Sorry, was busy working on getting out a new CS release of 1.1.5 the past 4 or 5 days..

Taking a look at the logs. some of these are issues causing problems, just notes

1. You are using NFS to mount to external storages. This isn't a recommended way to use external storage, but I know something you have to use what is available. NFS can be unreliable in the case where updates
can be slower and disk corruptions base on how NFS caching can work can occur more that EXT mounted storages. I also see that you have both all pms setting with the same mounts for for the dbroots. This also can cause data corruption when you have multiple nodes mounted to the same disk at the same time.
2. interesting pm1 status - generally points to a network issue, but in this case, procmgr pinging on own server. no sure why that would be shoing DEGRADED status.

- [Input material]
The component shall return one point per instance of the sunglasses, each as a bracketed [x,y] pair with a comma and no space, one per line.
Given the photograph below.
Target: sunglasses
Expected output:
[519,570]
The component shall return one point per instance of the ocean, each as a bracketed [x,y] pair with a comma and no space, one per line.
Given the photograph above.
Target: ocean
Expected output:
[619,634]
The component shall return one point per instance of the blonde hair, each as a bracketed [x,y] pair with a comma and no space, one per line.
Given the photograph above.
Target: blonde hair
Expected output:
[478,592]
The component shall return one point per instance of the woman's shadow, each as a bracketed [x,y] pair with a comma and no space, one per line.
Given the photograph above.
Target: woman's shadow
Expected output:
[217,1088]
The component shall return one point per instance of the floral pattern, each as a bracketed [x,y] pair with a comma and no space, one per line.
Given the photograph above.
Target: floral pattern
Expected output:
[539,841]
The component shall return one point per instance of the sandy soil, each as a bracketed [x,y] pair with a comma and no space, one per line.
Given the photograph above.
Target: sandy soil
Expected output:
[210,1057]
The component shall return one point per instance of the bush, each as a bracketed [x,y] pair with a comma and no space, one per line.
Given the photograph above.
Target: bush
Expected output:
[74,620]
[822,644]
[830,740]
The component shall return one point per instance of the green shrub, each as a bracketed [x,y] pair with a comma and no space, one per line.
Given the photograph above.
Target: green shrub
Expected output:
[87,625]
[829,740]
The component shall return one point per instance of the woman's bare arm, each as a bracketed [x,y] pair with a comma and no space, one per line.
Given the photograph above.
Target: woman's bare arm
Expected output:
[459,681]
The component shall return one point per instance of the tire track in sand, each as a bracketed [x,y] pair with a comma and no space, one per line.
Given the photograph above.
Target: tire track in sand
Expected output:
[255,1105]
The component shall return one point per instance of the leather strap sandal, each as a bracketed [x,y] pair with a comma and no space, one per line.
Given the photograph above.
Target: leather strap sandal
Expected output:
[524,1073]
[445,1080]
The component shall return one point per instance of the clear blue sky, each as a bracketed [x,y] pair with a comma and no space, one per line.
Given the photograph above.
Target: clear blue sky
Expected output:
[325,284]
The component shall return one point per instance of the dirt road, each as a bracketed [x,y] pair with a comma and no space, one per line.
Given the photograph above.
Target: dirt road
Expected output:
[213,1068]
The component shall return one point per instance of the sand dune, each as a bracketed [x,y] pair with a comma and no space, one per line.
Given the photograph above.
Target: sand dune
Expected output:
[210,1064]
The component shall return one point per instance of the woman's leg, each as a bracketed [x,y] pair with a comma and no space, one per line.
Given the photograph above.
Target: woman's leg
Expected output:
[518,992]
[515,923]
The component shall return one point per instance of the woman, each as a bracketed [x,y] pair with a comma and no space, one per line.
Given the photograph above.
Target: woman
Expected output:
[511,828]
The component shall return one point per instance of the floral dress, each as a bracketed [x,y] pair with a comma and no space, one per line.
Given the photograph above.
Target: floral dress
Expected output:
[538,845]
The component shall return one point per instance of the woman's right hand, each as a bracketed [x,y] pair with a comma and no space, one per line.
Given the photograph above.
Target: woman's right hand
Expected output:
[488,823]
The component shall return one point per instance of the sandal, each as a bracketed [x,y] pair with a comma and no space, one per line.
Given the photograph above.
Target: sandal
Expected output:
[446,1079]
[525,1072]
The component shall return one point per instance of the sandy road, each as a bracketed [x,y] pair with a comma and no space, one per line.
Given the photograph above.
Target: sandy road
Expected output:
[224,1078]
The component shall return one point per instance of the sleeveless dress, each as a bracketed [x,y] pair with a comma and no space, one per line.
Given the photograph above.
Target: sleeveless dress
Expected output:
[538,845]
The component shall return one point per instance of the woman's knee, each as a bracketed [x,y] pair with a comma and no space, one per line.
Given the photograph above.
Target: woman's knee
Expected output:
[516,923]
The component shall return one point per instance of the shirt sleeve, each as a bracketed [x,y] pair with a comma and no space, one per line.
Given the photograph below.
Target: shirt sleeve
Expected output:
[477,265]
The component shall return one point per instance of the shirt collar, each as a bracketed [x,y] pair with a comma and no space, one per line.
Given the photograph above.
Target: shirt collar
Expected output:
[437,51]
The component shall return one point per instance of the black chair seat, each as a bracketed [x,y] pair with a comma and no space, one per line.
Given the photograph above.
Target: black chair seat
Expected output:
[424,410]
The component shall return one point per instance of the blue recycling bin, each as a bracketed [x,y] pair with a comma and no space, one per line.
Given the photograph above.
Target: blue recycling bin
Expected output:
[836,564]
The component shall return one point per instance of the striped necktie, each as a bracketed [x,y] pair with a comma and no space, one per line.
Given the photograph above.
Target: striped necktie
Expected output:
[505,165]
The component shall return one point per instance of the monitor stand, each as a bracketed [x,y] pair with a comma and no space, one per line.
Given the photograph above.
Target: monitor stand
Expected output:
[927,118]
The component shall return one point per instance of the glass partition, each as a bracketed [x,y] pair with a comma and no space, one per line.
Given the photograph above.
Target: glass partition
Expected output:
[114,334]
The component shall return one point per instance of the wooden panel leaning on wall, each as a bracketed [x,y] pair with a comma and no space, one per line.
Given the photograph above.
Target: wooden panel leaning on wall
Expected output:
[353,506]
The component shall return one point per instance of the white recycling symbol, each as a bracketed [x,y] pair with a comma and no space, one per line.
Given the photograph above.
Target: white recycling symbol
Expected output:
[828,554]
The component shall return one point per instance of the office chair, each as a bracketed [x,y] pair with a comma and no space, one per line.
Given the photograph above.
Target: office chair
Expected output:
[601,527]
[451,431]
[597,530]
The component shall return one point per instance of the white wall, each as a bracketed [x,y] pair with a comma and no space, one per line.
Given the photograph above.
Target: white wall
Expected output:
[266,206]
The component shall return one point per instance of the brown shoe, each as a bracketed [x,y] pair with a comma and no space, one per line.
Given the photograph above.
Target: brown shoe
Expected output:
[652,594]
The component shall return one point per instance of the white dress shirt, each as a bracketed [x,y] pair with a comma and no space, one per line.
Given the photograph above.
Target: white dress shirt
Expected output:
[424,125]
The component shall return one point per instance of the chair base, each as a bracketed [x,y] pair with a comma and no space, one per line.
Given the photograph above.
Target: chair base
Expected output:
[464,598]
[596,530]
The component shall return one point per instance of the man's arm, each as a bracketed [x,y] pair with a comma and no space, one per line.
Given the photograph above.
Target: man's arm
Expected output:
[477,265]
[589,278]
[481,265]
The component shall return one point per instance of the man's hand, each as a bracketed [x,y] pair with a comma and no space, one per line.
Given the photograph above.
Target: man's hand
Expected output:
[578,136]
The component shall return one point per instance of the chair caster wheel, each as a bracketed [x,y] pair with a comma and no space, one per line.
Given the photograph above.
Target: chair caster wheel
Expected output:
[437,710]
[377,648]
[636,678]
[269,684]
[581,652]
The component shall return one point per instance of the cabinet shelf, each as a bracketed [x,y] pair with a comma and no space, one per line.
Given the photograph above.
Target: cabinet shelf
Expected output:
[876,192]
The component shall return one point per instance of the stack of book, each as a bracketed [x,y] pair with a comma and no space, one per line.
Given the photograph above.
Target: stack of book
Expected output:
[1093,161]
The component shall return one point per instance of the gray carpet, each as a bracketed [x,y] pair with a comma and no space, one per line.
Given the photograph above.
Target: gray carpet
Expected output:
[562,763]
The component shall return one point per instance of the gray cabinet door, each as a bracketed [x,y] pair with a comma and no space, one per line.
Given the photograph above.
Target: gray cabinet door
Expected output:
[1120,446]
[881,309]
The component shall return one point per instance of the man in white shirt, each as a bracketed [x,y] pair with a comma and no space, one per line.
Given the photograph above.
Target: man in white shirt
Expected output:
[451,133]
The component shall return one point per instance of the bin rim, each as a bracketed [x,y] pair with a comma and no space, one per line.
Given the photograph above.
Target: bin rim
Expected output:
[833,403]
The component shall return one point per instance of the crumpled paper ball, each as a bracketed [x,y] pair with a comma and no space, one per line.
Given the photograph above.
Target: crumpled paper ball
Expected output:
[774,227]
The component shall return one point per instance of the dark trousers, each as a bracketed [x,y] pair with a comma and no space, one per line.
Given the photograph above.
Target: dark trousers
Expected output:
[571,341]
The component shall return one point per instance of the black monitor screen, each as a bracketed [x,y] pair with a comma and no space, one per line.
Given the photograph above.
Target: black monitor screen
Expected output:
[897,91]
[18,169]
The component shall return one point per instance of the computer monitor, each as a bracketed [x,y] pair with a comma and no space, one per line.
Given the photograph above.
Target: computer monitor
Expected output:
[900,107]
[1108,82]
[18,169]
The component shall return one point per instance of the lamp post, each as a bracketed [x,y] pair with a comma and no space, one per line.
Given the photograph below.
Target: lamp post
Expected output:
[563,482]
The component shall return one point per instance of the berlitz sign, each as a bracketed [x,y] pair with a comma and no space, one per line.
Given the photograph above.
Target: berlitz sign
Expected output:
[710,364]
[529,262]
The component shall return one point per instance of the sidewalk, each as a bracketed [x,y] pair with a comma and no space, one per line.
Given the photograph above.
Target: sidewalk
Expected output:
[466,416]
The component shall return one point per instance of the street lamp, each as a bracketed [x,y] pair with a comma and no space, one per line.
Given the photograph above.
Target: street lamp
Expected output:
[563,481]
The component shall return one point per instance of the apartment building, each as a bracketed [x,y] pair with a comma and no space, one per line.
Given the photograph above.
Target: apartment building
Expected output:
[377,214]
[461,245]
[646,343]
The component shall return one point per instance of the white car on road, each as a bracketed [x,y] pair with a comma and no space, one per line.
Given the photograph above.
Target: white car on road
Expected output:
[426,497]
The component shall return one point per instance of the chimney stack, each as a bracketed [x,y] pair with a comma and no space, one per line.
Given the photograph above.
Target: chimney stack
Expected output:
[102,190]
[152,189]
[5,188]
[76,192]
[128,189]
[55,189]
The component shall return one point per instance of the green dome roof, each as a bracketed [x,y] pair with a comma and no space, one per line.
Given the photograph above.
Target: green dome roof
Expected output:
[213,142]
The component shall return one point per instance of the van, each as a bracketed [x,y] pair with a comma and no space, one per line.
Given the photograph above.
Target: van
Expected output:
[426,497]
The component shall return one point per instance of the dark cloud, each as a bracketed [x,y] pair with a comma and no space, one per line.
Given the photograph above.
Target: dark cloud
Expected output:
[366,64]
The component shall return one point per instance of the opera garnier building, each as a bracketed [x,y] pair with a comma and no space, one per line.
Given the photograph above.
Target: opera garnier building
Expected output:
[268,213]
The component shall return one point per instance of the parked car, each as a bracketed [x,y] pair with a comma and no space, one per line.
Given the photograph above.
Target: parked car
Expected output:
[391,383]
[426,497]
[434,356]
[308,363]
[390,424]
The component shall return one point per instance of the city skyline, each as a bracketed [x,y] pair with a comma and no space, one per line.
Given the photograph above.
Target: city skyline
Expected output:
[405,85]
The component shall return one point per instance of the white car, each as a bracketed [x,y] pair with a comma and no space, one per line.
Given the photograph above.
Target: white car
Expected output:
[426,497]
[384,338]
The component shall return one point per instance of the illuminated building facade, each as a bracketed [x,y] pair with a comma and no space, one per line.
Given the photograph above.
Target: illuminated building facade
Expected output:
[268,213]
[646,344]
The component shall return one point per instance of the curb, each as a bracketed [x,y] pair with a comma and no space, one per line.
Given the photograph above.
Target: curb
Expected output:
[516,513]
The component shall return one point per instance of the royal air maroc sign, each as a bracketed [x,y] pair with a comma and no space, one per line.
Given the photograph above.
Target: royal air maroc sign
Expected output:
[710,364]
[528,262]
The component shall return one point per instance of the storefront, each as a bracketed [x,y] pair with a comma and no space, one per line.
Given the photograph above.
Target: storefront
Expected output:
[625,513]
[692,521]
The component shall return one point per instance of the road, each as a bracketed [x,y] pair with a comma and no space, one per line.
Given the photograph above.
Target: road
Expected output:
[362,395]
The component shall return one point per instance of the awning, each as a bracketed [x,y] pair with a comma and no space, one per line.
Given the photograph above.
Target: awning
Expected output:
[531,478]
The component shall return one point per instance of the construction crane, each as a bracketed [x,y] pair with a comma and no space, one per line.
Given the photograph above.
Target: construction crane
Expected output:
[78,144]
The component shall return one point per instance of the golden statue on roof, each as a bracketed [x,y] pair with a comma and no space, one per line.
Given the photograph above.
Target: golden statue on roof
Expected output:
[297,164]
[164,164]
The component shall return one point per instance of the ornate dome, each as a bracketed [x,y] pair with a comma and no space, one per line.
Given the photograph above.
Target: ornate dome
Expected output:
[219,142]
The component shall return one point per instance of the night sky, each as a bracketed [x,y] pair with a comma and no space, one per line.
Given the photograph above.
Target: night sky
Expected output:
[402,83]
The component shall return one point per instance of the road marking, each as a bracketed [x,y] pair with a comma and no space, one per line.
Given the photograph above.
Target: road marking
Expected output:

- [Given task 1] Collect every line of the entries that contains the string "sandy".
- [Given task 2] Write the next part of the forum post about the log review and NFS-mounted storage, picking up after its last sentence.

- [Exercise result 1]
The component shall return one point per instance of the sandy soil, each as a bracketed [x,y] pair with a comma and no space, one per line.
Target: sandy soil
The component shall return one point per instance of the sandy road, each as a bracketed [x,y] pair with a comma and no space, one per line.
Target: sandy road

- [Exercise result 2]
be curious if you ran a ping test on pm1 to itself and see if it reports on data loss or failures
3. this critical log isnt good from pm1. point to a possible DBRM corruption, which is files that reside on dbroot #1
Jun 12 06:26:14 ip-172-31-0-155 ProcessManager[5075]: 14.642043 |0|0|0| C 17 CAL0000: getDBRMData: DBRM data files error, current file exist without OIDBitmapFile
Jun 12 06:26:18 ip-172-31-0-155 controllernode[6350]: 18.404190 |0|0|0| C 29 CAL0000: Extent Map not empty and /usr/local/mariadb/columnstore/data1/systemFiles/dbrm/oidbitmap no
t found. Setting system to read-only
So there is a loss of DBRM data files, this is what you have on your system. There is no oidbitmap file, which it what the critical logs is reporting. cant say if this is NFS related to something else and these files cant be recreated.. If you perform maintenance backups, then it can be recovered from there.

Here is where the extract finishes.